Task to complete: Render every line of the records below as a numbered list, omitting blank lines and leaving the pictures out of the answer.

─── Dataset records ───

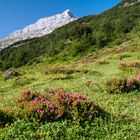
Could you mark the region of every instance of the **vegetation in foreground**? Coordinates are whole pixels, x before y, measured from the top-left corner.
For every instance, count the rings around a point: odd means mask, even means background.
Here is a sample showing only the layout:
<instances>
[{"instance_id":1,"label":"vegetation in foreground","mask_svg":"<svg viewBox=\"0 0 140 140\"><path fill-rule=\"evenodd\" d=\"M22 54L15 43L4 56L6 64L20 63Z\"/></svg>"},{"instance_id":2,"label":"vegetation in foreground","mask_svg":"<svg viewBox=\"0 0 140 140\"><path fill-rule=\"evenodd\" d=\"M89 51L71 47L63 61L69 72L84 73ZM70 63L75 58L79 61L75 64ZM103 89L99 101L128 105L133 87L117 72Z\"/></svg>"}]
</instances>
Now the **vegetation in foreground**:
<instances>
[{"instance_id":1,"label":"vegetation in foreground","mask_svg":"<svg viewBox=\"0 0 140 140\"><path fill-rule=\"evenodd\" d=\"M139 7L1 51L0 139L140 139Z\"/></svg>"}]
</instances>

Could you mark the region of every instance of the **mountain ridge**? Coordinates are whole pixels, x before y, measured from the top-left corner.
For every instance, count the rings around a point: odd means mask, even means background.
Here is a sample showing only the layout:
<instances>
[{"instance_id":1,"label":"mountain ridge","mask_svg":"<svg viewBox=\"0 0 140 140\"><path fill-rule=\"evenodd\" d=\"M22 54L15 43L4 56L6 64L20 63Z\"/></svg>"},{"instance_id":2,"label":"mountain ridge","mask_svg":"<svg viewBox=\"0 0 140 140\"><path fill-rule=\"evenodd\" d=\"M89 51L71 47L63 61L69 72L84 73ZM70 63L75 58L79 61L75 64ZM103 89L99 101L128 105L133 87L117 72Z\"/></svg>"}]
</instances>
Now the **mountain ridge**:
<instances>
[{"instance_id":1,"label":"mountain ridge","mask_svg":"<svg viewBox=\"0 0 140 140\"><path fill-rule=\"evenodd\" d=\"M17 30L3 40L0 40L0 49L8 47L18 41L42 37L76 19L78 19L78 17L74 16L69 9L54 16L41 18L34 24L27 25L25 28Z\"/></svg>"}]
</instances>

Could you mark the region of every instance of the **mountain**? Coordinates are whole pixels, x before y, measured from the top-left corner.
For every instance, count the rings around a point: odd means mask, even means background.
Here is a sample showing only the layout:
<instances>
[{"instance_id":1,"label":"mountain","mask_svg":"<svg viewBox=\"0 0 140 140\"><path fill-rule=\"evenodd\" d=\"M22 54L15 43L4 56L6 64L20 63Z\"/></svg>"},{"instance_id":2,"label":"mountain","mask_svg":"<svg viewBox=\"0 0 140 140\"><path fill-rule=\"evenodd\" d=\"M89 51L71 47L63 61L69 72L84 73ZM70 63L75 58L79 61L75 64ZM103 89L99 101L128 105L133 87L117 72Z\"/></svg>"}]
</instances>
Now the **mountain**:
<instances>
[{"instance_id":1,"label":"mountain","mask_svg":"<svg viewBox=\"0 0 140 140\"><path fill-rule=\"evenodd\" d=\"M69 61L128 42L139 36L140 3L122 6L127 2L122 1L101 14L79 18L46 36L19 42L20 47L9 46L1 50L0 68L19 67L42 60L47 63Z\"/></svg>"},{"instance_id":2,"label":"mountain","mask_svg":"<svg viewBox=\"0 0 140 140\"><path fill-rule=\"evenodd\" d=\"M61 14L57 14L51 17L45 17L39 19L36 23L28 25L22 30L11 33L8 37L0 41L0 48L5 48L15 42L42 37L51 33L56 28L68 24L71 21L76 20L70 10L66 10Z\"/></svg>"},{"instance_id":3,"label":"mountain","mask_svg":"<svg viewBox=\"0 0 140 140\"><path fill-rule=\"evenodd\" d=\"M140 2L140 0L124 0L122 2L122 7L129 7L135 4L138 4Z\"/></svg>"}]
</instances>

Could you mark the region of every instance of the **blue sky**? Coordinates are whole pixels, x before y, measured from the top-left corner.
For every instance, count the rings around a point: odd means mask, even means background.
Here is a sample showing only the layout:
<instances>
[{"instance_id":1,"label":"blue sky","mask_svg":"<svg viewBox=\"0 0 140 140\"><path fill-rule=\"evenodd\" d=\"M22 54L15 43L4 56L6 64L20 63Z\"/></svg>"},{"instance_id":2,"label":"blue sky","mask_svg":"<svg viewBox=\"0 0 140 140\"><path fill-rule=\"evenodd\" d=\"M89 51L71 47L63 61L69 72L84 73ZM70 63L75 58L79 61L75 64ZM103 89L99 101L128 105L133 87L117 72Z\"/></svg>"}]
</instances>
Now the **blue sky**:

───

Written reply:
1. Could you mark the region of every instance of the **vegetation in foreground**? Coordinates are whole pixels, x before y, measured from the top-left corner.
2. For every instance, count the rings around a point: odd means mask, even means background.
3. Here is a sample showing only the layout:
4. <instances>
5. [{"instance_id":1,"label":"vegetation in foreground","mask_svg":"<svg viewBox=\"0 0 140 140\"><path fill-rule=\"evenodd\" d=\"M22 54L15 43L4 56L6 64L20 63Z\"/></svg>"},{"instance_id":2,"label":"vegetation in foreground","mask_svg":"<svg viewBox=\"0 0 140 140\"><path fill-rule=\"evenodd\" d=\"M89 51L71 47L63 61L69 72L84 73ZM70 63L75 58L79 61L75 64ZM103 89L99 101L128 105L133 87L117 72Z\"/></svg>"}]
6. </instances>
7. Now the **vegetation in foreground**:
8. <instances>
9. [{"instance_id":1,"label":"vegetation in foreground","mask_svg":"<svg viewBox=\"0 0 140 140\"><path fill-rule=\"evenodd\" d=\"M139 7L1 51L0 139L140 139Z\"/></svg>"}]
10. </instances>
11. Could you mark the region of every instance of the **mountain ridge**? Coordinates are whole pixels, x before y, measured from the top-left corner.
12. For every instance, count the rings around a point: odd means mask, even means background.
13. Here is a sample showing only the layout:
14. <instances>
15. [{"instance_id":1,"label":"mountain ridge","mask_svg":"<svg viewBox=\"0 0 140 140\"><path fill-rule=\"evenodd\" d=\"M22 54L15 43L4 56L6 64L20 63Z\"/></svg>"},{"instance_id":2,"label":"mountain ridge","mask_svg":"<svg viewBox=\"0 0 140 140\"><path fill-rule=\"evenodd\" d=\"M89 51L71 47L63 61L69 72L84 73ZM70 63L75 58L79 61L75 64ZM103 89L99 101L128 105L133 87L117 72Z\"/></svg>"}]
16. </instances>
17. Now the **mountain ridge**:
18. <instances>
19. [{"instance_id":1,"label":"mountain ridge","mask_svg":"<svg viewBox=\"0 0 140 140\"><path fill-rule=\"evenodd\" d=\"M17 30L3 40L0 40L0 49L8 47L18 41L42 37L76 19L78 19L78 17L74 16L69 9L54 16L41 18L34 24L27 25L25 28Z\"/></svg>"}]
20. </instances>
21. Could you mark the region of every instance of the **mountain**? Coordinates are whole pixels, x before y, measured from the top-left corner.
22. For every instance, count the rings around a point: odd means mask, even means background.
23. Here is a sample showing only the layout:
24. <instances>
25. [{"instance_id":1,"label":"mountain","mask_svg":"<svg viewBox=\"0 0 140 140\"><path fill-rule=\"evenodd\" d=\"M22 54L15 43L4 56L6 64L20 63Z\"/></svg>"},{"instance_id":2,"label":"mountain","mask_svg":"<svg viewBox=\"0 0 140 140\"><path fill-rule=\"evenodd\" d=\"M89 51L71 47L63 61L69 72L84 73ZM70 63L75 58L79 61L75 64ZM103 89L99 101L128 105L133 87L117 72Z\"/></svg>"}]
26. </instances>
27. Now the **mountain**:
28. <instances>
29. [{"instance_id":1,"label":"mountain","mask_svg":"<svg viewBox=\"0 0 140 140\"><path fill-rule=\"evenodd\" d=\"M69 61L128 42L139 36L140 3L122 6L127 2L122 1L101 14L79 18L46 36L19 42L20 47L9 46L1 50L0 68L19 67L42 60L47 63Z\"/></svg>"},{"instance_id":2,"label":"mountain","mask_svg":"<svg viewBox=\"0 0 140 140\"><path fill-rule=\"evenodd\" d=\"M61 14L57 14L51 17L45 17L39 19L36 23L28 25L22 30L11 33L8 37L0 41L0 48L5 48L15 42L42 37L51 33L56 28L68 24L71 21L76 20L70 10L66 10Z\"/></svg>"},{"instance_id":3,"label":"mountain","mask_svg":"<svg viewBox=\"0 0 140 140\"><path fill-rule=\"evenodd\" d=\"M140 2L140 0L124 0L122 2L122 7L129 7L135 4L138 4Z\"/></svg>"}]
30. </instances>
31. Could you mark the region of every instance of the **blue sky**? Coordinates are whole pixels, x before y, measured from the top-left corner.
32. For every instance, count the rings around a point: odd means mask, even means background.
33. Here is a sample showing only the layout:
34. <instances>
35. [{"instance_id":1,"label":"blue sky","mask_svg":"<svg viewBox=\"0 0 140 140\"><path fill-rule=\"evenodd\" d=\"M22 54L15 43L4 56L6 64L20 63Z\"/></svg>"},{"instance_id":2,"label":"blue sky","mask_svg":"<svg viewBox=\"0 0 140 140\"><path fill-rule=\"evenodd\" d=\"M89 51L71 47L63 61L69 72L84 73ZM70 63L75 58L79 61L75 64ZM103 89L99 101L128 105L133 87L117 72Z\"/></svg>"}]
36. </instances>
37. Now the **blue sky**:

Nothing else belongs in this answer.